#### REQUIREMENTS
1) Reproduce the part of the audio patent excerpt starting at "[0065] The television" and ending at "subsequent play back.".
2) In the audio patent excerpt, what does the extraction unit 120 extract?

#### TEXT SECTION
[Begin]

BRIEF DESCRIPTION OF THE DRAWINGS
[0061] The invention will be described in more detail hereinafter
with reference to examples of embodiment but to which the invention
is not limited.
[0062] FIG. 1 shows an audio data processing system according to an
exemplary embodiment of the invention.
DESCRIPTION OF EMBODIMENTS
[0063] The illustration in the drawing is schematically.
[0064] In the following, referring to FIG. 1, a television device
100 according to an exemplary embodiment of the invention will be
explained.
[0065] The television device 100 allows a user to select between a
first broadcasting channel 101, a second broadcasting channel 102
and a third broadcasting channel 103. A user interface 104 such as
a remote control unit may allow the user to operate a switch 105 to
select one of the different channels 101 to 103.
[0066] In the scenario shown in FIG. 1, the first channel 101 is
selected. In accordance with a content stream provided by the first
channel 101, audio data 106 is to be reproduced. This audio data
106 is sent to an adjustable amplifier 107 for amplifying an
amplitude of the audio data 106 for subsequent play back.
[0067] The amplification control signal 108 defines an amplitude
amplification and is generated by a device 110 for processing the
audio data 106 in the multi channel audio playback apparatus
100.
[0068] The device 110 comprises an identification unit 115 adapted
for identifying segments of the audio data 106 related to a
selected one of the channels 101, 102, 103 and belonging to a
reference audio class. More particularly, the identification unit
115 identifies speech segments within the audio signal 106 and
selects these speech segments for further analysis.
[0069] An extraction unit 120 is provided which extracts a loudness
value of the identified speech segments. This can be done based on
an analysis of the audio amplitude or intensity in the selected
speech segments.
[0070] An averaging unit 125 estimates a long-term arithmetic
average of the loudness of the first channel 101 based on the
extracted loudness of the identified speech segments. It is
provided with the loudness values of the speech segments of the
audio signal 106 and correspondingly updates a previously stored
long-term average of the loudness of the channel 101 in a database
135.
[0071] This long-term arithmetic average information may be
supplied to a gain correction unit 130. The gain correction unit
130 generates the control signal 108. The regulator unit 130
compares the long-term average with a reference value stored in a
reference unit 140 (which may be a memory), and on the basis of
this measurement sets the control signal 108 for performing a gain
correction of the audio signal 106.

[End]

#### INFORMATION SHOWN
[Begin]

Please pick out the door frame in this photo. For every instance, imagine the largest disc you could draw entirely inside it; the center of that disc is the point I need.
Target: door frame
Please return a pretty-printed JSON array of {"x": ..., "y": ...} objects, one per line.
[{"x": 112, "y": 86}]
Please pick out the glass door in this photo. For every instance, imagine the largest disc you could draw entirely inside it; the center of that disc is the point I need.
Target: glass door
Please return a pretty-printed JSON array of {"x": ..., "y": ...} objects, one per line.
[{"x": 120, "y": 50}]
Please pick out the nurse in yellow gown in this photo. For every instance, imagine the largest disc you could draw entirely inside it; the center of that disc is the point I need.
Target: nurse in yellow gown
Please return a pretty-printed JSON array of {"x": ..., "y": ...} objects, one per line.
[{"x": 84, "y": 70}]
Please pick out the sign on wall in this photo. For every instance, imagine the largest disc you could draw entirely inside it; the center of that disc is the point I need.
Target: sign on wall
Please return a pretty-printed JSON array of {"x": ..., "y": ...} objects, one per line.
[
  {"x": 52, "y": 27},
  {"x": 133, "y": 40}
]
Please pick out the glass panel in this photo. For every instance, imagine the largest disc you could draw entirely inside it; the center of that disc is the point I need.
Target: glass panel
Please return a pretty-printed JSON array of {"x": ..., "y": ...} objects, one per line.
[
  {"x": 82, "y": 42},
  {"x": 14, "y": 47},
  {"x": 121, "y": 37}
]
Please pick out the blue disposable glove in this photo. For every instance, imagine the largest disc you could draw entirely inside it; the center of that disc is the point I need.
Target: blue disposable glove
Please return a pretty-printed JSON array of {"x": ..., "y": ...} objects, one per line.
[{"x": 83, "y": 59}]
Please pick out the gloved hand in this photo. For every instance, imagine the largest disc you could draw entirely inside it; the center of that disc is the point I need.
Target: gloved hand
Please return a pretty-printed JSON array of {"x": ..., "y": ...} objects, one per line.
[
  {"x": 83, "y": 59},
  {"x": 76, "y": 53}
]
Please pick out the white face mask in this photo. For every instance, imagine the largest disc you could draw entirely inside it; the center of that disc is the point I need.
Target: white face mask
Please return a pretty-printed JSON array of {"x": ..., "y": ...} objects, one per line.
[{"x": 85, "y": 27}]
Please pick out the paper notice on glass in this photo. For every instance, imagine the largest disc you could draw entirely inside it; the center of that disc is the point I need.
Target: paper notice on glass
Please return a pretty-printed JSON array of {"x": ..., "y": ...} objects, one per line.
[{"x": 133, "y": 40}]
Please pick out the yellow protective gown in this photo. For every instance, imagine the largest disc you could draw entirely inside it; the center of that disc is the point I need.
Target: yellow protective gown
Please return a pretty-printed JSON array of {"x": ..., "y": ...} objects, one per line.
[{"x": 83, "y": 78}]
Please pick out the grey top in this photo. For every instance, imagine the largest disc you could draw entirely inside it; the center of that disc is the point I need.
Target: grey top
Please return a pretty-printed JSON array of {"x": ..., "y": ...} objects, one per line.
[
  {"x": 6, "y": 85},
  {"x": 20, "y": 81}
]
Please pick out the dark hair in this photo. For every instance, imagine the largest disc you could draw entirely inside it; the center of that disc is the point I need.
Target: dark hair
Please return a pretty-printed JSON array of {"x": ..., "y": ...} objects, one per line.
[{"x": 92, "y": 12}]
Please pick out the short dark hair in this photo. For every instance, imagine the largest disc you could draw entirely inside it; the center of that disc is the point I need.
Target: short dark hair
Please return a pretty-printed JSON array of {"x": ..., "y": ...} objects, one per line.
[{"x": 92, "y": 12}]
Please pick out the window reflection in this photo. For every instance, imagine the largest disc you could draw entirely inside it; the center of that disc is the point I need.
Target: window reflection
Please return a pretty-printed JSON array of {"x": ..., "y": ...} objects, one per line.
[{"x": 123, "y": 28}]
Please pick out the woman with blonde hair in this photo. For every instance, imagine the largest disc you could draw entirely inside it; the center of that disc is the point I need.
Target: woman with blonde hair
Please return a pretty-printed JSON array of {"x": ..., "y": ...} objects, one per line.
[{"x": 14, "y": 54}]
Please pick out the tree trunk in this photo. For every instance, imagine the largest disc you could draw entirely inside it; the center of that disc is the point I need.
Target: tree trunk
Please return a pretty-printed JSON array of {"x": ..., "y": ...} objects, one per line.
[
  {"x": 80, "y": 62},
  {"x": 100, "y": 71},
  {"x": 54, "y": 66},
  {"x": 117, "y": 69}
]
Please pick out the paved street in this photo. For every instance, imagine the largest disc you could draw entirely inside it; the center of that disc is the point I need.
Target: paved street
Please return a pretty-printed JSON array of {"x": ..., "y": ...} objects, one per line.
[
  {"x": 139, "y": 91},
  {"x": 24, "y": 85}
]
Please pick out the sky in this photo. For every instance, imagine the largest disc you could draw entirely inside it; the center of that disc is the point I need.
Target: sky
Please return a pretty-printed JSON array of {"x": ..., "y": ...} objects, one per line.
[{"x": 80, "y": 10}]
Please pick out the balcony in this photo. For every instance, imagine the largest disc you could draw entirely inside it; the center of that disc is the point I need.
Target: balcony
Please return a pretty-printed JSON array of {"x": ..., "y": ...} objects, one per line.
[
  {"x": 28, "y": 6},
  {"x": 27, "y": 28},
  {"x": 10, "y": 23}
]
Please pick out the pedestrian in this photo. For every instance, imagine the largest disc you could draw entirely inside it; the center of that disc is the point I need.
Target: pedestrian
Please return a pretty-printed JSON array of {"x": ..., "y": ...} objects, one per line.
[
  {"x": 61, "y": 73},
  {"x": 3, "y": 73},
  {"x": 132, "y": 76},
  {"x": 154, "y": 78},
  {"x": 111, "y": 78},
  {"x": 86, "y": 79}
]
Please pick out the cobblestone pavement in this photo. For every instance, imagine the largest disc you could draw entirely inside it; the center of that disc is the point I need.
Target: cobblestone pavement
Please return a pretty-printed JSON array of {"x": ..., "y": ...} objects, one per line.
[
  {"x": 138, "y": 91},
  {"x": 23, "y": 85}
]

[End]
[Begin]

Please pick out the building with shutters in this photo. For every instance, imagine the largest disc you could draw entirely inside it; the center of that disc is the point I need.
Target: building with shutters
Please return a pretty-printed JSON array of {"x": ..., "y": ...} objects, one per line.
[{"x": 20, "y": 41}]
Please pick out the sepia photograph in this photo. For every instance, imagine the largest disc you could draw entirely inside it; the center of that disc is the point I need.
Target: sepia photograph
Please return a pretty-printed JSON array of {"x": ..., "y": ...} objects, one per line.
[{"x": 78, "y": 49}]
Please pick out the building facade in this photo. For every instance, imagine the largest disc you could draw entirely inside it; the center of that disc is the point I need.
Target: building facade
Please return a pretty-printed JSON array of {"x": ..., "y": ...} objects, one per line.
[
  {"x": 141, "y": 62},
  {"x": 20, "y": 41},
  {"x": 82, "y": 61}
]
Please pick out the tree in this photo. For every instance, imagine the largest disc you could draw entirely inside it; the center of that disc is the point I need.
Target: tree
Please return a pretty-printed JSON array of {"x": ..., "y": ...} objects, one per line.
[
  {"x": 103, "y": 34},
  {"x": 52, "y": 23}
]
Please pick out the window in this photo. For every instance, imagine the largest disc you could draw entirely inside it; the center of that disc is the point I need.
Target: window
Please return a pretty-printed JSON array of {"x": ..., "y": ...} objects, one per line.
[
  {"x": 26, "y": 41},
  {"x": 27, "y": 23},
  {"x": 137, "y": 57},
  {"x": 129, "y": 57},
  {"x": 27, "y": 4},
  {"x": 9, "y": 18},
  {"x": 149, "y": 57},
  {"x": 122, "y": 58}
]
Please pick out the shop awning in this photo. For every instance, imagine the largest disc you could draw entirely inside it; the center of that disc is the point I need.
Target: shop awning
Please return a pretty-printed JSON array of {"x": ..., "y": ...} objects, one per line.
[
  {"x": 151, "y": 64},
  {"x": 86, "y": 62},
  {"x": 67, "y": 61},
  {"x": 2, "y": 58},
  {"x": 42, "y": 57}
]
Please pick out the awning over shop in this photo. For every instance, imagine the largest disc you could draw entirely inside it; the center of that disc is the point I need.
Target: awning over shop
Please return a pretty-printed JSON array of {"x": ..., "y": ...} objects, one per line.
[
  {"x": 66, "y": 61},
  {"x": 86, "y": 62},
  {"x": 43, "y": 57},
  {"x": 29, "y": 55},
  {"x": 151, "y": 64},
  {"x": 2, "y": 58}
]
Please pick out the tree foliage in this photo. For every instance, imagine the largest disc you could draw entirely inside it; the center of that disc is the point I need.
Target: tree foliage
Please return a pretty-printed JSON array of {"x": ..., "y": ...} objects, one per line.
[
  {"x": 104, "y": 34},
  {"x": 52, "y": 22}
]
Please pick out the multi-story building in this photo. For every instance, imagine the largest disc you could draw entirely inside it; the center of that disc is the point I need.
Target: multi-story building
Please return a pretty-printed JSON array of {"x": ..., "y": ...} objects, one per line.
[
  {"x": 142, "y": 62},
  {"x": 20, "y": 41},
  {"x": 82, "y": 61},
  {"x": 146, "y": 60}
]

[End]

#### OUTPUTS BY TASK
1)
[0065] The television device 100 allows a user to select between a
first broadcasting channel 101, a second broadcasting channel 102
and a third broadcasting channel 103. A user interface 104 such as
a remote control unit may allow the user to operate a switch 105 to
select one of the different channels 101 to 103.
[0066] In the scenario shown in FIG. 1, the first channel 101 is
selected. In accordance with a content stream provided by the first
channel 101, audio data 106 is to be reproduced. This audio data
106 is sent to an adjustable amplifier 107 for amplifying an
amplitude of the audio data 106 for subsequent play back.

2) A loudness value of the identified speech segments.